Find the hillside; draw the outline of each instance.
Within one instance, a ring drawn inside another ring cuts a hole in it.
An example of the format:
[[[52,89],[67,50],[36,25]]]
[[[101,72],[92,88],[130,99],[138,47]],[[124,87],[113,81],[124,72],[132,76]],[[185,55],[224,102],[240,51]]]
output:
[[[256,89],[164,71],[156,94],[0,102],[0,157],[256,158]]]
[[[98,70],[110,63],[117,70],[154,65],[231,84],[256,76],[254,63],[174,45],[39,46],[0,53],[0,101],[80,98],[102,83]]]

◆ Your task:
Reproduce the records above word for word, changing nothing.

◆ Solution to the exercise:
Find the hillside; draw the outline of each instance.
Within one instance, a ring drawn inside another ring cuts a hole in it.
An example of the format:
[[[52,89],[67,50],[36,25]]]
[[[101,72],[92,88],[130,99],[138,47]],[[124,87],[113,81],[124,72],[132,76]],[[185,55],[224,102],[240,51]]]
output:
[[[256,89],[164,71],[156,94],[0,102],[0,157],[256,158]]]
[[[98,70],[110,63],[117,70],[154,65],[231,84],[256,76],[254,63],[174,45],[39,46],[0,53],[0,101],[80,98],[102,83]]]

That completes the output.